§ Teks Dokumen:
┄┄┄┄┄┄┄┄┄┄

Pagi bergulir dengan cepat, siang datang dan tak terasa kegiatan turun tebing berakhir dengan lengkapnya kami semua sudah merasakan tantangan yang sebenarnya dari tebing dan ketinggian, dari bagaimana berdamai dengan rasa takut, dari bagaimana percaya dengan alat peralatan yang kami pakai dan bertambahnya pengalaman kami tentang alam dan kehidupan. 

 

Seperti biasa, sebelum semua kegiatan berakhir, kami melaksanakan evaluasi dengan upacara melingkar.  Dari hasil evaluasi, kami mendapatkan hukuman.  Semua push-up di tanah becek. Tangan penuh lumpur, seragam kotor, tapi wajah-wajah tetap tersenyum. Rasanya aneh, dihukum tapi bahagia. Mungkin karena kami tahu, itu bukan sekadar hukuman - itu cara kami ditempa. Aku jadi paham, kadang kebersamaan dalam susah payah justru lebih indah daripada kebersamaan dalam senang.

 

Hukuman push-up di tanah becek menjadi penutup yang justru manis. Kami semua jatuh bangun bersama, menertawakan kelelahan bersama. Disiplin ternyata bukan cambuk yang menyakitkan, melainkan cermin kasih sayang yang keras. Itu cara alam, melalui tangan para senior - mengajarkan kami untuk menjadi lebih siap menghadapi dunia.

 

Sorenya, kami kembali ke truk. Tubuh lelah, kaki lecet, tapi hati penuh semangat. Sepanjang perjalanan pulang, ada yang tertidur pulas, ada yang masih bercanda, ada juga yang diam sambil menatap langit. Aku sendiri hanya bisa tersenyum dalam hati, merasa bangga sudah melewati semua ini.

┄┄┄┄┄┄┄┄┄┄

§ Tujuan:
Jawablah pertanyaan berikut berdasarkan cerita kegiatan turun tebing di atas.
1. Apa yang dilaksanakan sebelum semua kegiatan berakhir?
2. Menurut cerita itu, disiplin ternyata apa?
3. Ke mana mereka kembali pada sore harinya?

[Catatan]

┄┄┄┄┄┄┄┄┄┄

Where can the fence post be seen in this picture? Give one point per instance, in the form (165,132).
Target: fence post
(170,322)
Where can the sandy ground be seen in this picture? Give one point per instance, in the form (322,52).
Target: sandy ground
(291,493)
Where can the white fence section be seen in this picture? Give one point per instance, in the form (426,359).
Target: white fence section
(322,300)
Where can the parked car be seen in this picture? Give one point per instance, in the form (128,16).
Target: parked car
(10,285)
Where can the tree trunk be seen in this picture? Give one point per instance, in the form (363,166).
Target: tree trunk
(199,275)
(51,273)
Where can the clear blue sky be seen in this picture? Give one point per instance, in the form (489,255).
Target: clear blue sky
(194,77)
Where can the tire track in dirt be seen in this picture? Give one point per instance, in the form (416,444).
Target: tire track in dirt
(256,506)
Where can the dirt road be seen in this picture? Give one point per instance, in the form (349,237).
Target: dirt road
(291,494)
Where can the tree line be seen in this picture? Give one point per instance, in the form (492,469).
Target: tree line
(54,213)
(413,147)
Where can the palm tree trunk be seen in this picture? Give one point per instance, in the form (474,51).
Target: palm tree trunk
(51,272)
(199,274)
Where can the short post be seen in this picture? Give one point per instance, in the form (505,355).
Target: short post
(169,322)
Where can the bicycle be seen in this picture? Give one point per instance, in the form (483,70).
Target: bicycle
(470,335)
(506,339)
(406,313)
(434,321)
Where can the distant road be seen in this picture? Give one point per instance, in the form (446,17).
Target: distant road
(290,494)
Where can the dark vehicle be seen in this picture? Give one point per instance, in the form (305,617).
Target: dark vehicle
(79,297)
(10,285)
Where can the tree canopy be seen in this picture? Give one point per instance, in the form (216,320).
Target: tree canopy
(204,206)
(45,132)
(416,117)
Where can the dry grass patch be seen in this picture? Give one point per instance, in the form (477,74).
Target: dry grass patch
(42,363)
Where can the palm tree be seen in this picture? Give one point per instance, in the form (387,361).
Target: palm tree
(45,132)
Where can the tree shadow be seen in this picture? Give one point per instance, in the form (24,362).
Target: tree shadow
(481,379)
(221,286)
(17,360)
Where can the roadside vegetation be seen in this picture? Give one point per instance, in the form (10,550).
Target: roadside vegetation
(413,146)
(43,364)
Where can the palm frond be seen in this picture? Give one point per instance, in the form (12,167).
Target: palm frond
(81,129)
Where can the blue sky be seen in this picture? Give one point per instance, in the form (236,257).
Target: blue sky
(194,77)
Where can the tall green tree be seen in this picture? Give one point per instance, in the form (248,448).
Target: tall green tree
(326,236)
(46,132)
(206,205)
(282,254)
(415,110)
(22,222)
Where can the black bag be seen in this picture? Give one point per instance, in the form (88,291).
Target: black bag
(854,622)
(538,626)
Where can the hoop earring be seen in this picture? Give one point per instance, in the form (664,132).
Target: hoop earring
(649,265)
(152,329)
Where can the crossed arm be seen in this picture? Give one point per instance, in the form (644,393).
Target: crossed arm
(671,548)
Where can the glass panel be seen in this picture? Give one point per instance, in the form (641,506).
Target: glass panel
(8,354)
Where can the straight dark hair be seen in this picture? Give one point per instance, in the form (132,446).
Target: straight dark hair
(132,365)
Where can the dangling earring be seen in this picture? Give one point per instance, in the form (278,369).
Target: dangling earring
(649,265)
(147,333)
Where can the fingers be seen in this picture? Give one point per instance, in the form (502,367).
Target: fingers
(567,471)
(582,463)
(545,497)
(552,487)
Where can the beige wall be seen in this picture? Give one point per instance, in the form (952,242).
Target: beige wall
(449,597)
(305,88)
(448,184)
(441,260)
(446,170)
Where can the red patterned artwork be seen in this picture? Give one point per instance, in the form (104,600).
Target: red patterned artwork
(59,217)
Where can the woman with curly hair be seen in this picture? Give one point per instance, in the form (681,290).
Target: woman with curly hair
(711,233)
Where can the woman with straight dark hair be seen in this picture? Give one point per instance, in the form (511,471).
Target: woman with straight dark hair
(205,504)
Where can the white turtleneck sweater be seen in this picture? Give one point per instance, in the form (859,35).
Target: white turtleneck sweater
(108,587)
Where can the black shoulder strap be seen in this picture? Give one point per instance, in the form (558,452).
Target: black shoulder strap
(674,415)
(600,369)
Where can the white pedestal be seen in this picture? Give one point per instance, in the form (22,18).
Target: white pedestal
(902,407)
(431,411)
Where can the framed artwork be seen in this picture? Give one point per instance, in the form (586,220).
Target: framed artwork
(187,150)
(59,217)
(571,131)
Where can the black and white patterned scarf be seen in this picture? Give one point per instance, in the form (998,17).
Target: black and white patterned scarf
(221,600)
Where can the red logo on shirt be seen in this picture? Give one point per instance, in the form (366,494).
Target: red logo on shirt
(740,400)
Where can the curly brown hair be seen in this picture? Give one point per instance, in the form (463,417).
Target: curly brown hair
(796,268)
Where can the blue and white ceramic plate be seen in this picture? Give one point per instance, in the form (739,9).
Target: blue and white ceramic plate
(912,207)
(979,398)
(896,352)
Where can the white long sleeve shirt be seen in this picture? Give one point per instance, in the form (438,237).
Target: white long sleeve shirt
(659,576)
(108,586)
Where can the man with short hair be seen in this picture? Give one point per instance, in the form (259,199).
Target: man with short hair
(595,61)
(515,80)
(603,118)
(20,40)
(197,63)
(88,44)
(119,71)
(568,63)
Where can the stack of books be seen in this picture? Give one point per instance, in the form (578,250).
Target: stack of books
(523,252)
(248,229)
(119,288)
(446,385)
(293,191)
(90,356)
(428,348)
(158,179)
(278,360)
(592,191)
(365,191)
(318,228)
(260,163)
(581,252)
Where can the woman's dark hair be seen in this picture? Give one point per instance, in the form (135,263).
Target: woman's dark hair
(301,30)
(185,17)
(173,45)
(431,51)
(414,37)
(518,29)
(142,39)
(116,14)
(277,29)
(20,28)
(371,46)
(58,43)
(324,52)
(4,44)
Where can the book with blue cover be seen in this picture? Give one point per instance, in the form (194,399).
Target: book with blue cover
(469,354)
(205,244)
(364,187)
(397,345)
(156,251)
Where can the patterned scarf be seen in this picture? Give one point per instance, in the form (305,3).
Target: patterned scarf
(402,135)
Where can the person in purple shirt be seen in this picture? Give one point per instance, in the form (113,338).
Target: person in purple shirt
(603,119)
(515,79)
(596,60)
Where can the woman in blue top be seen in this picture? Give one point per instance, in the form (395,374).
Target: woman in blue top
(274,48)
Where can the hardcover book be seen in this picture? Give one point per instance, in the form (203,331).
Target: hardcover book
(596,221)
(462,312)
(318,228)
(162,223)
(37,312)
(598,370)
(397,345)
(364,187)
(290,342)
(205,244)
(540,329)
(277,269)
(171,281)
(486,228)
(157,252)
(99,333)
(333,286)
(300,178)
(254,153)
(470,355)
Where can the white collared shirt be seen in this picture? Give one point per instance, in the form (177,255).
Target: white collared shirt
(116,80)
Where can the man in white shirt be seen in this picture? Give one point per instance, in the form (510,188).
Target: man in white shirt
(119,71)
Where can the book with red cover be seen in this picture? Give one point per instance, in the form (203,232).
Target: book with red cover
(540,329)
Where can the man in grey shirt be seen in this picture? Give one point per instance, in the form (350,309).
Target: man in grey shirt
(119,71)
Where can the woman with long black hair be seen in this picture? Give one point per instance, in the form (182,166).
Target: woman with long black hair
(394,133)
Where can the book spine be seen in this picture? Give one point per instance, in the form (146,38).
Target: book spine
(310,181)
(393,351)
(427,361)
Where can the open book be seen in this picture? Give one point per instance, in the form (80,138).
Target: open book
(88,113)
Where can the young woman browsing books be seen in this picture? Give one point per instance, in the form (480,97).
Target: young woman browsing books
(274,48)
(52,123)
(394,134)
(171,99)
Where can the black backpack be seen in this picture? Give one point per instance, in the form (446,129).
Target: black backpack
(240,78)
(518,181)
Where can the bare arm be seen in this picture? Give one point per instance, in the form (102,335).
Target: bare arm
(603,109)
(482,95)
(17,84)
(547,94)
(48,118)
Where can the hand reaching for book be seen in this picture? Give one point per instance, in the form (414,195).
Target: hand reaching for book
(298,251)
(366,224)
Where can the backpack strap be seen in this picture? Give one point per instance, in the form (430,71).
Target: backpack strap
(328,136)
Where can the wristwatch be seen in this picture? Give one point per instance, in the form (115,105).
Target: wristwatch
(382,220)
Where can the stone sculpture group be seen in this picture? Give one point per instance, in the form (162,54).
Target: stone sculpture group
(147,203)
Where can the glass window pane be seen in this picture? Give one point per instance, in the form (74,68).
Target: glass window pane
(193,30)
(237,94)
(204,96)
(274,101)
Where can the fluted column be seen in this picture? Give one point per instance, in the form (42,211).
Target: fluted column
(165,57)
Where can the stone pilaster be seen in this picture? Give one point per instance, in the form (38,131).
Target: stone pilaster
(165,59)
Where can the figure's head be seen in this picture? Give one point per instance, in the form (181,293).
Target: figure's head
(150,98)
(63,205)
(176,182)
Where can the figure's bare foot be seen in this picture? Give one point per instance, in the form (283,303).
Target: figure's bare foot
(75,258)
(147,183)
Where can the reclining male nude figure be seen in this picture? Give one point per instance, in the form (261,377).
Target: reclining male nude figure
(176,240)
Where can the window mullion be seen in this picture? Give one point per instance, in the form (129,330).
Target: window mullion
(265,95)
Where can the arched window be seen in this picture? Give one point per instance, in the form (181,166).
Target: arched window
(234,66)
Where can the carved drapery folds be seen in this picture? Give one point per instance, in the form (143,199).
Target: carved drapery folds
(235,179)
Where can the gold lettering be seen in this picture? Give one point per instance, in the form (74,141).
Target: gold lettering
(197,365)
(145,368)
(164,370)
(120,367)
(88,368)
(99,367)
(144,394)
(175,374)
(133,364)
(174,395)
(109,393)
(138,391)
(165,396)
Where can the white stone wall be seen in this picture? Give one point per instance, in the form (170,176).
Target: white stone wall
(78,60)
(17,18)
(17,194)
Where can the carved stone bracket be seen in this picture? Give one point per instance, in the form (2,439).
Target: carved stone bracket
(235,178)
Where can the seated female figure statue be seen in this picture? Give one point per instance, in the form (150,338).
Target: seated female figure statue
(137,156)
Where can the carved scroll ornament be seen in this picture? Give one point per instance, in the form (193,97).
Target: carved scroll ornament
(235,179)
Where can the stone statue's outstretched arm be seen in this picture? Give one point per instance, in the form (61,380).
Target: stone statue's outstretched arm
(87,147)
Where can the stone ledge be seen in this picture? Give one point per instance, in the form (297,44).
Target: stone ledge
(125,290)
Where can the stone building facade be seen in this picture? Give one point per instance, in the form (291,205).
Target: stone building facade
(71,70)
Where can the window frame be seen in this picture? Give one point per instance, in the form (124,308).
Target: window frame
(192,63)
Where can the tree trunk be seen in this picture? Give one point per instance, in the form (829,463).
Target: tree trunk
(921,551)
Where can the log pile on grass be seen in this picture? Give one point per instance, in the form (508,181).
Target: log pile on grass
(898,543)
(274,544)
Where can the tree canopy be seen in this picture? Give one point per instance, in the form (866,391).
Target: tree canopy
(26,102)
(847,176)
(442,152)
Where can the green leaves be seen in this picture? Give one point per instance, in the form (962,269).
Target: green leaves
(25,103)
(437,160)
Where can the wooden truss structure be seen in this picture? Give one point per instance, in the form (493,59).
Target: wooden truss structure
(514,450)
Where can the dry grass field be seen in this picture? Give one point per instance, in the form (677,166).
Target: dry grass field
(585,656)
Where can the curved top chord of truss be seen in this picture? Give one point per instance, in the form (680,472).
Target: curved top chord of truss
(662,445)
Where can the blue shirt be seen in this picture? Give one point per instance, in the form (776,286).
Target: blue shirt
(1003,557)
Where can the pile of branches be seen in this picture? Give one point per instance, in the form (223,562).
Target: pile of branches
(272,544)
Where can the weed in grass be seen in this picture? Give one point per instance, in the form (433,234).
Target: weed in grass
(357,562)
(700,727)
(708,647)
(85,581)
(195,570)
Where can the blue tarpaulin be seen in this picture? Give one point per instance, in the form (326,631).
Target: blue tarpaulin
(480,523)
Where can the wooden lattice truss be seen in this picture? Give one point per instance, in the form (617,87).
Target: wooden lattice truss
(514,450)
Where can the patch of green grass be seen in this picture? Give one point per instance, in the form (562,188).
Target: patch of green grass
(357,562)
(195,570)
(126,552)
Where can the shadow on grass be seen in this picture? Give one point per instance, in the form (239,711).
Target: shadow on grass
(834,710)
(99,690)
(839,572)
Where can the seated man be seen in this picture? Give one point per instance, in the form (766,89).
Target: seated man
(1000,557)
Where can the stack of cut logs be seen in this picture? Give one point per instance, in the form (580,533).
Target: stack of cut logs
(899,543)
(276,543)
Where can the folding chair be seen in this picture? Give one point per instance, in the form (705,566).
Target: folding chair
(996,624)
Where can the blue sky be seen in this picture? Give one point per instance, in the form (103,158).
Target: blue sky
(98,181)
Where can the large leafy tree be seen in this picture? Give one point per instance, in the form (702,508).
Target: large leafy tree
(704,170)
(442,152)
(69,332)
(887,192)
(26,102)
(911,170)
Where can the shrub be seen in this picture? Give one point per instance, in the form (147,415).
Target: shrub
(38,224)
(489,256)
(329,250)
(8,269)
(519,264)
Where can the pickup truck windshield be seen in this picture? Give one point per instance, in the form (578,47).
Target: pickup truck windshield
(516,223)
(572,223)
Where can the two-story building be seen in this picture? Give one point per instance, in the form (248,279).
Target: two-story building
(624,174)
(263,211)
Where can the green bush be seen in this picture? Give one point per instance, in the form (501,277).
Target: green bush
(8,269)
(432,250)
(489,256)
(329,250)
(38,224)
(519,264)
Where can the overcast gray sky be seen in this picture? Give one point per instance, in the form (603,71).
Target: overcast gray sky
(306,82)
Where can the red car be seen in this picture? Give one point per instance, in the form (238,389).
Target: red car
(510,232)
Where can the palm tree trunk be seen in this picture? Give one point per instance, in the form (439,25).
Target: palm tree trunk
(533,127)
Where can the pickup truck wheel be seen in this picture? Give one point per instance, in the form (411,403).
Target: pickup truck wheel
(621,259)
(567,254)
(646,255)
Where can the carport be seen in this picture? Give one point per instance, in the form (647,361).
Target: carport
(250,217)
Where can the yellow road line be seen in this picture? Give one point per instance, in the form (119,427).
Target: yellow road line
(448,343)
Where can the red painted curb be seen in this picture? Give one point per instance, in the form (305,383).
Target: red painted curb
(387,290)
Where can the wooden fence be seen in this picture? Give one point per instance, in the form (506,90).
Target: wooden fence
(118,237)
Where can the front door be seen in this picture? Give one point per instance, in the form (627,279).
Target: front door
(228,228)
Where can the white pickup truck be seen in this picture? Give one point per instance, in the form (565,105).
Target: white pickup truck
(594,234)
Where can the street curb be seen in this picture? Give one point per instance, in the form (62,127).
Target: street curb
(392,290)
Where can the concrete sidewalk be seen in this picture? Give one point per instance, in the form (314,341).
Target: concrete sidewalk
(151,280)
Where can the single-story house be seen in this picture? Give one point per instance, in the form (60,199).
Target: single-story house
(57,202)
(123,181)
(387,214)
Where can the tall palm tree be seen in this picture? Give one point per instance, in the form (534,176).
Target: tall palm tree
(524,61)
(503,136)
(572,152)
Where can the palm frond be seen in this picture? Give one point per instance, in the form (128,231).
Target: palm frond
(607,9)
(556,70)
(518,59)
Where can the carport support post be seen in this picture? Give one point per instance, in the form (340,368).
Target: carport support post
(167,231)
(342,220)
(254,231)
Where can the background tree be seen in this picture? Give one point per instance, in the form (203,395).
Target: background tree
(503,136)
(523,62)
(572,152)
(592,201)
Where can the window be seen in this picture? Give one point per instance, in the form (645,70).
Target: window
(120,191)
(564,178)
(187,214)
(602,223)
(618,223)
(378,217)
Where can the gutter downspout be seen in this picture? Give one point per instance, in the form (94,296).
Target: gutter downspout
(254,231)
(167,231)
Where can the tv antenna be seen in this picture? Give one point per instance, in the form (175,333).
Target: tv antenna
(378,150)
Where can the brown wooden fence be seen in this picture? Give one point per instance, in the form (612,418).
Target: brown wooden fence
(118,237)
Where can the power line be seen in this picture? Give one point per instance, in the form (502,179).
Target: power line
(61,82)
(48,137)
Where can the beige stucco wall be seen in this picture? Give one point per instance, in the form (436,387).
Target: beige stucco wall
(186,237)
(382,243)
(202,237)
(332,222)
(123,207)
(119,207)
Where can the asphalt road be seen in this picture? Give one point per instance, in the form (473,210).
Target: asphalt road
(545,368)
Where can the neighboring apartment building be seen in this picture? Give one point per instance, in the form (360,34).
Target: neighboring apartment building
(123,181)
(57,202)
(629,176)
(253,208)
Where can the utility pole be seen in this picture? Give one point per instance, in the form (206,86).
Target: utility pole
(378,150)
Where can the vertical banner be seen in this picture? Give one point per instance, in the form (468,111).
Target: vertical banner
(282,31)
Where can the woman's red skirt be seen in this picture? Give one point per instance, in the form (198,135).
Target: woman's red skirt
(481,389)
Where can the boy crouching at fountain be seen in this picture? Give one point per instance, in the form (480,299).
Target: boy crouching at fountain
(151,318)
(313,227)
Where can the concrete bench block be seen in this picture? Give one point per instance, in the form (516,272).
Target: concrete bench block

┄┄┄┄┄┄┄┄┄┄

§ Latihan Terjawab:
1. Mereka melaksanakan evaluasi dengan upacara melingkar.
2. Disiplin ternyata bukan cambuk yang menyakitkan, melainkan cermin kasih sayang yang keras.
3. Mereka kembali ke truk.